Excerpted text

= Ralph Marcus =

American classical philologist (1900–1956)

Ralph Marcus (August 17, 1900 - December 25, 1956) was an American classical philologist and historian of Hellenistic Judaism and the Second Temple period. He is most known for his Loeb Classical Library translations of works of the Jewish authors Josephus and Philo of Alexandria from Koine Greek and Classical Armenian into English.

==Biography==
Ralph Marcus was born on August 17, 1900, in San Francisco. His father was Moses Marcus, a Talmudic scholar, and his mother was Selma Marcus, née Neufeld. After the 1906 San Francisco earthquake, his family moved to New York. Marcus studied at Columbia University and received his BA, Masters, and PhD there. He finished his doctorate in 1927, with his dissertation being "Law in the Apocrypha". In addition to his studies at Columbia, Marcus also worked and studied with Harry Austryn Wolfson at Harvard from 1925-1927, one of the premier scholars of Hellenic Judaism and Philo of Alexandria of the era.

After attaining his doctorate, he acquired a teaching position at Hebrew Union College – Jewish Institute of Religion, a seminary of Reform Judaism in New York. He would teach there from 1927-1943, and acquired a professorship in philology in 1935. He also worked as a lecturer at Columbia, his alma mater. In 1943, he left New York for Chicago and joined the Oriental Institute of the University of Chicago as an associate professor of Hellenistic culture. He became a full professor there in 1950. In the academic year 1954/55, he served as a visiting professor at Johann Wolfgang Goethe University in Frankfurt.

Marcus died of a heart attack on December 25, 1956, in Chicago.

Dataset

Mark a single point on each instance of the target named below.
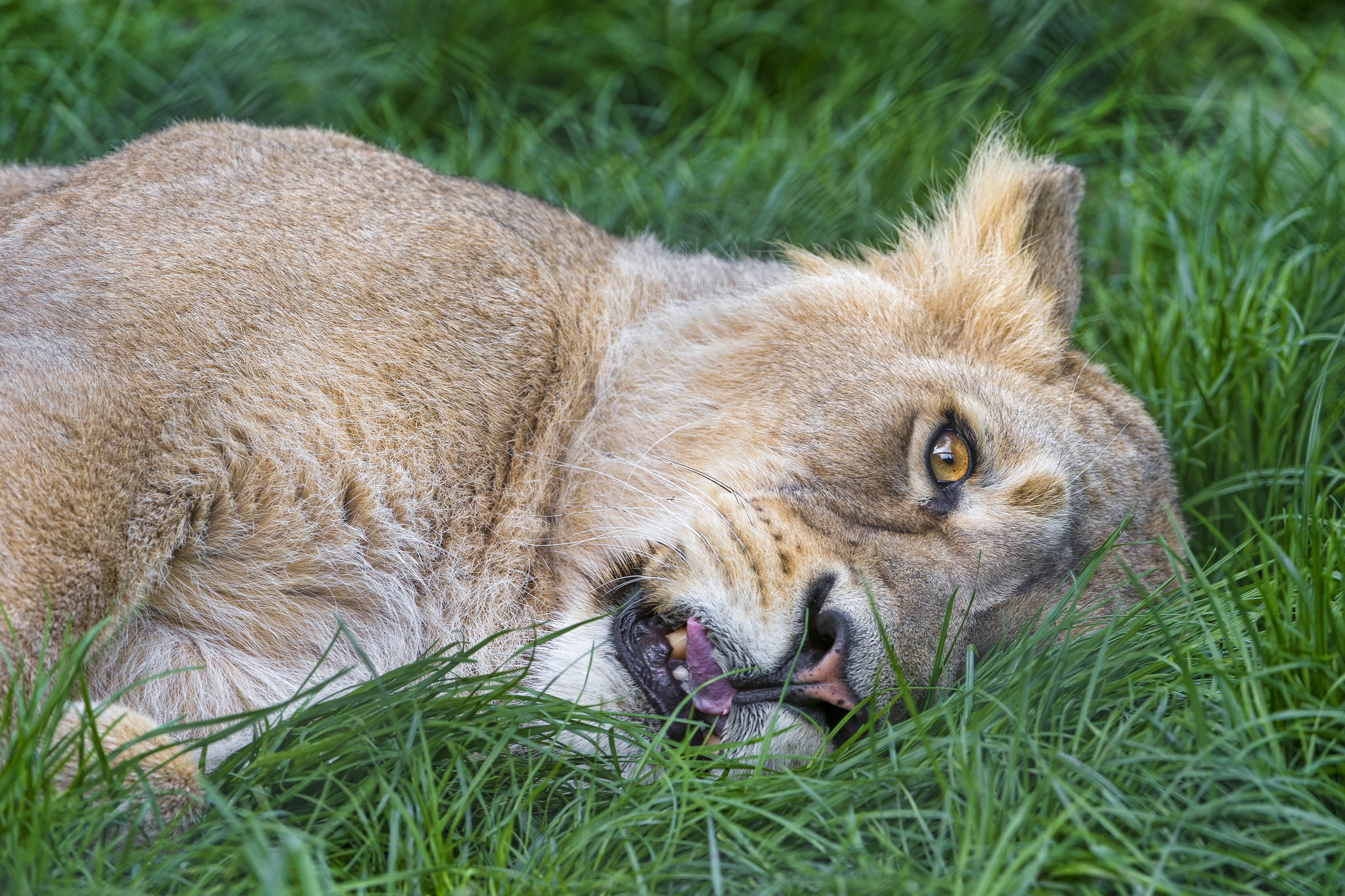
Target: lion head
(778, 489)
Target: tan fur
(257, 379)
(125, 735)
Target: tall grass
(1195, 746)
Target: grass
(1195, 746)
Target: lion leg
(169, 767)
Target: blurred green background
(1195, 747)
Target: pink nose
(825, 679)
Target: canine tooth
(678, 641)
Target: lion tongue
(712, 694)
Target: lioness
(259, 379)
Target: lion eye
(950, 458)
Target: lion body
(256, 381)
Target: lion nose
(820, 670)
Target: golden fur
(257, 379)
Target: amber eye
(950, 458)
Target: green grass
(1196, 746)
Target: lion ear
(1051, 237)
(1003, 247)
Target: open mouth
(671, 664)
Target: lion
(260, 382)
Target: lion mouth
(689, 687)
(693, 694)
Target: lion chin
(257, 381)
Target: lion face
(782, 494)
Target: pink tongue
(712, 694)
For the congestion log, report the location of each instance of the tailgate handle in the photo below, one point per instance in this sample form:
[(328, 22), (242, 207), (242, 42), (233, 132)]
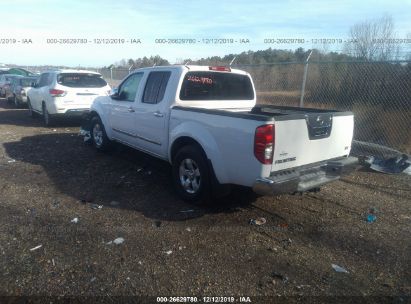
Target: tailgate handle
[(319, 125)]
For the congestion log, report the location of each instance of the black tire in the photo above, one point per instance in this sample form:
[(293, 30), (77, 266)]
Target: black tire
[(31, 112), (47, 118), (16, 102), (194, 184), (100, 140)]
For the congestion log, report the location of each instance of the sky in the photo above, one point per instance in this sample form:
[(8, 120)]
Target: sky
[(33, 32)]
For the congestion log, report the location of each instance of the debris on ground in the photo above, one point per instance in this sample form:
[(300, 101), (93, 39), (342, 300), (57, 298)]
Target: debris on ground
[(88, 199), (302, 286), (187, 211), (35, 248), (339, 268), (96, 206), (279, 276), (260, 221), (286, 242), (117, 241), (371, 215), (55, 204), (74, 220), (393, 165)]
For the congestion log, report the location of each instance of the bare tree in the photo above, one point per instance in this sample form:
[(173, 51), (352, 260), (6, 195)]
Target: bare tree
[(373, 40)]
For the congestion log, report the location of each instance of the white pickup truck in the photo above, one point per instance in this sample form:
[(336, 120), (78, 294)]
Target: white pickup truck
[(205, 122)]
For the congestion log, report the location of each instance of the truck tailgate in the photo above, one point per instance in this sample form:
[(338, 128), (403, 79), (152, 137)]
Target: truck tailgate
[(313, 138)]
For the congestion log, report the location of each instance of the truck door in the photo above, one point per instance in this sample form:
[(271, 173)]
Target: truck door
[(122, 109), (152, 113)]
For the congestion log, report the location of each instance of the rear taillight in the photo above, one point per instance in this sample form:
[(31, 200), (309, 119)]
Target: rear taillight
[(220, 69), (57, 93), (264, 144)]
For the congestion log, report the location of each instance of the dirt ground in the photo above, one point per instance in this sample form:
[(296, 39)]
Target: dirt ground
[(48, 177)]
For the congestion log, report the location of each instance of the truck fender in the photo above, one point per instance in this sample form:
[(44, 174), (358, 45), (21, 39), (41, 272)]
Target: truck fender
[(205, 139), (98, 109)]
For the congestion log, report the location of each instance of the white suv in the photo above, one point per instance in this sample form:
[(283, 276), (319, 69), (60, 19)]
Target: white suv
[(65, 93)]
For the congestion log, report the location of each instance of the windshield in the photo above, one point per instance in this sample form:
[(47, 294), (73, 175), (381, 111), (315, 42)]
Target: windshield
[(216, 86), (26, 82), (81, 80)]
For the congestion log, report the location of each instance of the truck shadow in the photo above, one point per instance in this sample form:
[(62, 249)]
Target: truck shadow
[(10, 115), (121, 178)]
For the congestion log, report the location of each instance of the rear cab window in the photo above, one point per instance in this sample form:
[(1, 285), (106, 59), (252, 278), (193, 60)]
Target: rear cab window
[(204, 85), (155, 87), (81, 80)]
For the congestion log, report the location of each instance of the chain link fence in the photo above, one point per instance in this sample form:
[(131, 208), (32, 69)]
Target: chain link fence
[(379, 94)]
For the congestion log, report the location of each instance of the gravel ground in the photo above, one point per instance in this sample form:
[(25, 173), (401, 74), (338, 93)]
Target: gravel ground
[(48, 177)]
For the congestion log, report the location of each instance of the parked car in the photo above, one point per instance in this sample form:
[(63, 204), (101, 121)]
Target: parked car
[(66, 93), (19, 88), (205, 122), (5, 84)]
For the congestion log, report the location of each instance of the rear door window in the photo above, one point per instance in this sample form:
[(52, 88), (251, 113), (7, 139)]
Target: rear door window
[(216, 86), (129, 87), (81, 80), (155, 87), (43, 80)]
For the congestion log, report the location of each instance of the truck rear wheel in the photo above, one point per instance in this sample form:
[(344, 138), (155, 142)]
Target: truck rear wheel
[(98, 134), (191, 175)]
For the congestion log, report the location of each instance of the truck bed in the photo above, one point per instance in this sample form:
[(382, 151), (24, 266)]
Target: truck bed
[(265, 112)]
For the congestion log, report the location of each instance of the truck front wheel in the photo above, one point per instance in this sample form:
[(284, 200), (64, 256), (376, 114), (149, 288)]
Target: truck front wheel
[(191, 175)]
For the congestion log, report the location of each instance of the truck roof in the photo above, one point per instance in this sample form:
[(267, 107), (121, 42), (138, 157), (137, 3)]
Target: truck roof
[(71, 71), (195, 68)]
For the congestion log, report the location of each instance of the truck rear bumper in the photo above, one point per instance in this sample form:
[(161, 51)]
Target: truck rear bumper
[(305, 178)]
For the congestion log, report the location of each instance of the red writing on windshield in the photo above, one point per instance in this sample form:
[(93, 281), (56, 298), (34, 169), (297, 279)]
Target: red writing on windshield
[(203, 80)]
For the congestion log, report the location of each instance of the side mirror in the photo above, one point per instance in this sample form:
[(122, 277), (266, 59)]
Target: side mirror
[(114, 94)]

What this task involves
Decide whether each statement agrees with the article on Ralph Marcus, answering yes or no and quoting the words of the article that settle it: 1. Marcus earned his doctorate at Harvard. 2. Marcus became a full professor at the University of Chicago in 1950. 3. Marcus's family moved to New York before the 1906 San Francisco earthquake. The records were drawn from a separate source.

Worked solution
1. No: "Marcus studied at Columbia University and received his BA, Masters, and PhD there."
2. Yes: "He became a full professor there in 1950."
3. No: "After the 1906 San Francisco earthquake, his family moved to New York."